→ PASSAGE PROVIDED:
* * * * * * * * *
The paradox of social media, and so much of our technology, is that it keeps us locked in an eternal present, while at the same time creating an eternal archive that never fades away. The result isn’t just higher levels of anxiety, depression and loneliness, it also makes it harder for us to grow and evolve — which is, after all, our essential purpose at the heart of every spiritual and philosophical tradition. Evolution did not stop when we evolved from the apes. There is an instinct embedded in us, our fourth instinct, beyond the more recognized instincts of survival, sex and power, that drives us to evolve and to grow through our mistakes, through pain, and through self-discovery.
But we’ve reached a dangerous moment in our culture where we assume a frozen ideal, a state of arrested development, from which no growth or improvement are assumed possible. Because growth cannot happen without the necessary ingredients of redemption, forgiveness and self-forgiveness. If we’re not allowed to learn from our mistakes, atone for them, become better people, then we can grow neither individually nor collectively. After all, the great documents we live by assume a progression — whether it’s the never-ending journey toward “a more perfect union” or Martin Luther King’s “arc of the moral universe” bending toward justice — and even our Constitution had amendments.
* * * * * * * * *
→ ROWS:
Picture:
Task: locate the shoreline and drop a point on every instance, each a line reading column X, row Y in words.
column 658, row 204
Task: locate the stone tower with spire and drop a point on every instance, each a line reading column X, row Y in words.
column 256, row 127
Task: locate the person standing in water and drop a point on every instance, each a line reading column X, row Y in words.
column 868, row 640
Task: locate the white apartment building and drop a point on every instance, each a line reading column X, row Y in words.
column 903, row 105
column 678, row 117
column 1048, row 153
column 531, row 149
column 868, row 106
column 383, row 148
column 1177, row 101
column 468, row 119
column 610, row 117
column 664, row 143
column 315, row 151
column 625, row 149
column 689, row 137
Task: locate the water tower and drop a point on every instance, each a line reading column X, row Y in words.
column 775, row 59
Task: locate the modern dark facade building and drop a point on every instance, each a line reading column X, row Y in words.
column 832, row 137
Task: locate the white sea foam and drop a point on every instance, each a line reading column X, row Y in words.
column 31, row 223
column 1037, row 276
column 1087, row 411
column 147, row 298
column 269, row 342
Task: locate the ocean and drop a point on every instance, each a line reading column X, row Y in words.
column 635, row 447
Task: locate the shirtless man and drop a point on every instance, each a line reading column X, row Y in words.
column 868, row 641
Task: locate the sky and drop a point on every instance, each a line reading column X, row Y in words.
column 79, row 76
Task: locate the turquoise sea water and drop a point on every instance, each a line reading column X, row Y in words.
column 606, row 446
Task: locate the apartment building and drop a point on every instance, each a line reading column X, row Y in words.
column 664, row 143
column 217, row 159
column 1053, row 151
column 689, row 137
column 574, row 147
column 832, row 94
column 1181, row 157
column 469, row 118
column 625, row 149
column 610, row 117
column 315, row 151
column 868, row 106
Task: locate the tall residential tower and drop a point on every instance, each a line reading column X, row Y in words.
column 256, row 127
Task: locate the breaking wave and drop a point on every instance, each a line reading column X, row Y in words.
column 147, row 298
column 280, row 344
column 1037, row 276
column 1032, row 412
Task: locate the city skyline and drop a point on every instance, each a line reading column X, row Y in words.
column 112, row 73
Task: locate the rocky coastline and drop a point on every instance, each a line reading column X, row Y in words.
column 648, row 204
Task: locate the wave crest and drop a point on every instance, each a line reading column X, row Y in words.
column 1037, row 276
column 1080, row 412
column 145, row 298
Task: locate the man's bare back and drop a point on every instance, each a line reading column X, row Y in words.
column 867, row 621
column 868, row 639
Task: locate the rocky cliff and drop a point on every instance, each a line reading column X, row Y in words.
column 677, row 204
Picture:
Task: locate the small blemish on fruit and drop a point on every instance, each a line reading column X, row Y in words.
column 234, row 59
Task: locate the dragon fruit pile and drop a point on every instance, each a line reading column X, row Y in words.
* * * * * * * * *
→ PROMPT: Transcribe everything in the passage on social media and personal growth from "The paradox of" down to "and through self-discovery.".

→ EXERCISE SOLUTION:
The paradox of social media, and so much of our technology, is that it keeps us locked in an eternal present, while at the same time creating an eternal archive that never fades away. The result isn’t just higher levels of anxiety, depression and loneliness, it also makes it harder for us to grow and evolve — which is, after all, our essential purpose at the heart of every spiritual and philosophical tradition. Evolution did not stop when we evolved from the apes. There is an instinct embedded in us, our fourth instinct, beyond the more recognized instincts of survival, sex and power, that drives us to evolve and to grow through our mistakes, through pain, and through self-discovery.